## EXERCISE DESCRIPTION:
Write out the complete material exactly as it stands.

## INPUT FOR THIS TASK:

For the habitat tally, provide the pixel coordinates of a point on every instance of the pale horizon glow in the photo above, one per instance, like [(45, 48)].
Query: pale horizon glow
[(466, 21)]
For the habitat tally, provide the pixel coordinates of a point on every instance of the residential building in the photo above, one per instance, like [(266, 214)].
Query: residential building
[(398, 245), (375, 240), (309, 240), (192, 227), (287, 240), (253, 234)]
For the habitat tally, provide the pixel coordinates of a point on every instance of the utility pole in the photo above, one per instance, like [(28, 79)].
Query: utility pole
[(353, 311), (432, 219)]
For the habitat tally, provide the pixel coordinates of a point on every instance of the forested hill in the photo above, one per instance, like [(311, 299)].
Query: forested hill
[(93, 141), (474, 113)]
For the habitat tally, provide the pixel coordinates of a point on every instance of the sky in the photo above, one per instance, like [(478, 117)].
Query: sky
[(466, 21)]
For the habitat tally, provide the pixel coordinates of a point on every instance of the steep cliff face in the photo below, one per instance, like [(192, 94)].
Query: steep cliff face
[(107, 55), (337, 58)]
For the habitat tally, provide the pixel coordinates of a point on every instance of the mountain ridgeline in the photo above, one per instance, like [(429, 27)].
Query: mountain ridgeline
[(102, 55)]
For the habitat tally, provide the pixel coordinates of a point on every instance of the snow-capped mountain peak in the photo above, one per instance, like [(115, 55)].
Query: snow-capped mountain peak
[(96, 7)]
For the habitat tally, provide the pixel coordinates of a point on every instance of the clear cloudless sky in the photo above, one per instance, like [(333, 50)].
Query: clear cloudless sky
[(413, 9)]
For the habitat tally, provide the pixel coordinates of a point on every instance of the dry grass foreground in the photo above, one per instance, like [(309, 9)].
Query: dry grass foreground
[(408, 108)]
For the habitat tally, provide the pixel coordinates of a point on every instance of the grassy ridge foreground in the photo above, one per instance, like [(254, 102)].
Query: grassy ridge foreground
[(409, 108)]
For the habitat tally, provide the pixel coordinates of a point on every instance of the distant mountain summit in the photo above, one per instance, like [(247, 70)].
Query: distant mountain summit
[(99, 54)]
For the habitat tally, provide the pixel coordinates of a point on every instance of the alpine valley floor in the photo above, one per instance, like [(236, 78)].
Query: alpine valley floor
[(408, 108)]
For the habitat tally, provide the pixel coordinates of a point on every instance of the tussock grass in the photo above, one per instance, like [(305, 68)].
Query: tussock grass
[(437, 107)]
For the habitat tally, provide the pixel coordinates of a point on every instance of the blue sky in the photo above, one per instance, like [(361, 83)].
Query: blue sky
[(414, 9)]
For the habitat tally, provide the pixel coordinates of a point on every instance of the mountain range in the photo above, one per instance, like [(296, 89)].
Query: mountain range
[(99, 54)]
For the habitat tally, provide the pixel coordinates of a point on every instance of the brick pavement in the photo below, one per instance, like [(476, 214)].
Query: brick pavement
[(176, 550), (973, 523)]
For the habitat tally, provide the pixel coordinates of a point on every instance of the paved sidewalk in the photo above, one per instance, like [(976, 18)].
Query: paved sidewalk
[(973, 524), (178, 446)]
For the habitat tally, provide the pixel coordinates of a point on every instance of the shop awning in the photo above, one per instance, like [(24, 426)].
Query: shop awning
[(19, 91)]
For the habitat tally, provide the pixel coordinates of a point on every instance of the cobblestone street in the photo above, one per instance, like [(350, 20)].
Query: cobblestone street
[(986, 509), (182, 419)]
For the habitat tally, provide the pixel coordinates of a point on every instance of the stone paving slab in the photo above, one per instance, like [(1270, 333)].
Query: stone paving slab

## OUTPUT BELOW:
For the habitat tally, provide the pixel coordinates of a point on every instance of the pale horizon glow in the photo above, one per instance, like [(45, 48)].
Query: pale horizon glow
[(466, 21)]
For the habitat tally, provide the pixel coordinates of a point on every instance of the residential building in the photo above, one per instance, like [(266, 214)].
Query: residential building
[(398, 245), (375, 240), (309, 240), (192, 227), (287, 240), (253, 234)]
For the habitat tally, provide the pixel coordinates of a point on every instance of the utility pole in the photo above, one per instance, like [(28, 79)].
Query: utility pole
[(353, 311), (432, 219)]
For the habitat tally, provide the pixel coordinates of a point on every instance of the forested hill in the photo above, one per instance, like [(311, 299)].
Query: forested hill
[(93, 141), (474, 113)]
For the habitat tally, provide the pixel coordinates of a point on every instance of the sky in the photo above, one per instance, like [(478, 117)].
Query: sky
[(466, 21)]
For the habitat tally, provide the pixel coordinates of a point on every instance of the steep cliff face in the photo below, one per instance, like [(192, 94)].
Query: steep cliff face
[(107, 55), (337, 58)]
For the habitat tally, provide the pixel coordinates of a point on every instance of the mountain ridgeline in the photo above, one per instance, like [(429, 27)].
Query: mountain ridgeline
[(102, 55)]
For the habitat tally, provide the pixel coordinates of a point on every instance of the snow-capped mountain peak in the photo above, one per instance, like [(115, 55)].
Query: snow-capped mountain peak
[(96, 7)]
For the habitat tally, provide the pixel coordinates of a point on every instance of the clear cloudless sky in the photo above, one per instance, like [(333, 50)].
Query: clear cloudless sky
[(413, 9)]
For the habitat tally, provide the pixel coordinates of a point on every instance of the dry grass foreground in the photo above, one per instance, like [(309, 9)].
Query: dry grass foreground
[(408, 108)]
For the habitat tally, provide the pixel coordinates of a point on every instance of the grassy ridge foreground in the photo above, one per instance, like [(254, 102)].
Query: grassy ridge foreground
[(409, 108)]
For the habitat tally, provide the pixel coordinates of a point on every instance of the distant mountain summit in the photo above, one per instance, like [(247, 70)].
Query: distant mountain summit
[(99, 54)]
For the habitat tally, provide the pixel coordinates of a point on every instance of the alpine valley floor in the photo above, one per instance, like [(236, 78)].
Query: alpine valley floor
[(408, 108)]
For the habitat tally, provide the pixel coordinates of a point on every instance of the tussock grass in the photo above, one per instance, like [(305, 68)].
Query: tussock grass
[(437, 107)]
For the habitat tally, provide the pixel coordinates of a point on every instance of the blue sky in the photo above, one per instance, like [(361, 83)].
Query: blue sky
[(414, 9)]
For the habitat tally, provide the pixel coordinates of a point on every instance of the mountain range in the photo above, one per instance, like [(296, 89)].
Query: mountain range
[(99, 54)]
For the habitat tally, provide the pixel coordinates of a point on every instance of the brick pavement in the photo below, one per instance, like [(476, 214)].
Query: brick pavement
[(176, 550), (973, 523)]
For the habitat tally, provide the pixel coordinates of a point on every instance of the paved sidewalk in the photo above, one per instance, like [(976, 18)].
Query: paved sidewalk
[(973, 524), (178, 446)]
For the habitat tally, provide the pixel coordinates of a point on every instance of the shop awning in the photo above, one per instance, like [(24, 426)].
Query: shop awning
[(19, 91)]
For the habitat tally, provide the pixel coordinates of a point on every instance of the cobblestone street in the photo above, one per instance, like [(350, 20)].
Query: cobblestone street
[(986, 509), (182, 419)]
For the habitat tally, provide the pixel coordinates of a point on every instance of the stone paving slab in the photo above, one per instance, like [(1270, 333)].
Query: stone paving slab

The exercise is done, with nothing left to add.